───── RECORDS FOR THIS EXERCISE
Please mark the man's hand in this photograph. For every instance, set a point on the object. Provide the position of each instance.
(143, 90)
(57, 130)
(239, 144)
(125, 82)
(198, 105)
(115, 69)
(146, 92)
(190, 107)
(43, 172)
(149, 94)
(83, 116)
──────────
## WHAT IS NEEDED
Duplicate the lines above with no changes.

## REPLY TO THE TASK
Please mark the man's hand in this photograph. For every instance, set a point on the object. Provide the position of each instance.
(143, 90)
(57, 130)
(239, 144)
(125, 82)
(198, 105)
(115, 69)
(146, 92)
(190, 107)
(43, 172)
(149, 94)
(83, 116)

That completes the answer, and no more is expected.